What the exercise asks: Put the lines from the first one below up to and including the line with "column 445, row 370" into a numbered list, skipping blank lines and leaving out the pictures.
..............................
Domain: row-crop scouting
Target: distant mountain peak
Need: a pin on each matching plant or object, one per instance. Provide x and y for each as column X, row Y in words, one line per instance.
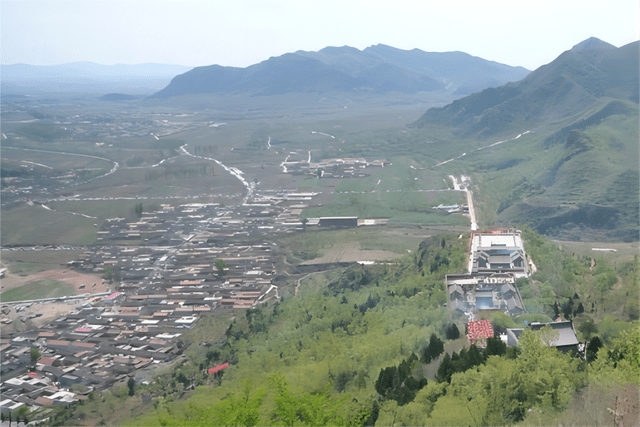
column 592, row 43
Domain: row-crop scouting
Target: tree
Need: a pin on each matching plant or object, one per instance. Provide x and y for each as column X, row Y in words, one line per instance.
column 592, row 349
column 495, row 347
column 131, row 384
column 220, row 266
column 452, row 332
column 35, row 355
column 445, row 370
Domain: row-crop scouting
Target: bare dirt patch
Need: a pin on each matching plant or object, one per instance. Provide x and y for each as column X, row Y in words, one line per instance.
column 74, row 278
column 351, row 252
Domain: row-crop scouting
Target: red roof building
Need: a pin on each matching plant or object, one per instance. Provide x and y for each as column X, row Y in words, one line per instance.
column 479, row 329
column 218, row 368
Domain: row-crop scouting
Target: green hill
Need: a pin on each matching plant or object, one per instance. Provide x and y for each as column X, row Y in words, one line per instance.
column 576, row 176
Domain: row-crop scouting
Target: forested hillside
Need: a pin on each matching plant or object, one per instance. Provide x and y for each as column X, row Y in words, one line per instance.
column 376, row 345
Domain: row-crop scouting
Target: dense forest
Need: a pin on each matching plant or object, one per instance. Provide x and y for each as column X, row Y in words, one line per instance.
column 376, row 345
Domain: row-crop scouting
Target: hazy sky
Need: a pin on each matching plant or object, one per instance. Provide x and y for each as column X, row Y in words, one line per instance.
column 240, row 33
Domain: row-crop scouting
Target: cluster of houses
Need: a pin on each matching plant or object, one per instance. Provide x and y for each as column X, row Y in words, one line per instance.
column 332, row 168
column 195, row 260
column 496, row 259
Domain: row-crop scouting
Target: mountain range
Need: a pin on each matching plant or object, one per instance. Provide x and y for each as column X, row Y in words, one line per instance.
column 577, row 175
column 591, row 70
column 376, row 69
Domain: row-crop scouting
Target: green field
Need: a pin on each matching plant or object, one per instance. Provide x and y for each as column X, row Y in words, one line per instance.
column 38, row 290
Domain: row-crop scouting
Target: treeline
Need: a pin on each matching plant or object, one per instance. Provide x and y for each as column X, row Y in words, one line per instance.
column 481, row 388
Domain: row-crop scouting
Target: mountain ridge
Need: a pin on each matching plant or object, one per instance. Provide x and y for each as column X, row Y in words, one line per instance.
column 377, row 69
column 561, row 89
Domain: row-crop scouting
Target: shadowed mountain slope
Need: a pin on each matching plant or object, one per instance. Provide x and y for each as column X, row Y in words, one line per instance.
column 559, row 90
column 576, row 176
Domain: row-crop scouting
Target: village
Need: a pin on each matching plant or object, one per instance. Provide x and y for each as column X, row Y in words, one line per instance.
column 198, row 259
column 163, row 272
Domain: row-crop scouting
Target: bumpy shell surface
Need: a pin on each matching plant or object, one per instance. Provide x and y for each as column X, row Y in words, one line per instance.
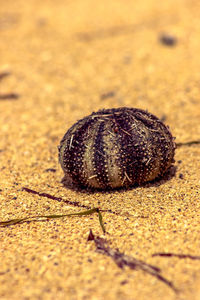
column 116, row 147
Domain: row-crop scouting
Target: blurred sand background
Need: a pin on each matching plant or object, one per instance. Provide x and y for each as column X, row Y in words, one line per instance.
column 59, row 61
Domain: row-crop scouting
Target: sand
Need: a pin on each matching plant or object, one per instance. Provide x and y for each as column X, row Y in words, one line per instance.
column 60, row 61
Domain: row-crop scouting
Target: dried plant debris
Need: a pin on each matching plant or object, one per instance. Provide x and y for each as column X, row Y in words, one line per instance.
column 123, row 260
column 197, row 142
column 47, row 217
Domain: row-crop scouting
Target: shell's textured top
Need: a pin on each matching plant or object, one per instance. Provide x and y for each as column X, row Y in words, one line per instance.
column 116, row 147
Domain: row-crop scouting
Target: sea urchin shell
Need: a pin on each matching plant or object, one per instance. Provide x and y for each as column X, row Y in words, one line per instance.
column 116, row 147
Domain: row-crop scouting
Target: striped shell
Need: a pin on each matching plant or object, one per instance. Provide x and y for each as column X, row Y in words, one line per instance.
column 116, row 147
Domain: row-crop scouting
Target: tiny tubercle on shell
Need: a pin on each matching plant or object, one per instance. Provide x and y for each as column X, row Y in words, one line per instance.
column 116, row 147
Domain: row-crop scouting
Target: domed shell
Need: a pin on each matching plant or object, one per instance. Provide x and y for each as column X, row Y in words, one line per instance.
column 116, row 147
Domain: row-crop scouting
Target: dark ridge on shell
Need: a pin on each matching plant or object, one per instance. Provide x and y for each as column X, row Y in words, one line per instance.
..............................
Result of the exercise:
1. Domain: row-crop scouting
2. Target: distant mountain peak
3. Need: a pin on each matching plant or object, one per instance. Provide x and y for each as column X, row Y in words, one line per instance.
4. column 592, row 43
5. Domain: row-crop scouting
6. Target: tree
7. Need: a pin on each matching plant or object, one per instance. Provide x and y for each as column X, row Y in words, one line per instance.
8. column 592, row 349
9. column 495, row 347
10. column 131, row 384
11. column 220, row 266
12. column 452, row 332
13. column 35, row 355
14. column 445, row 370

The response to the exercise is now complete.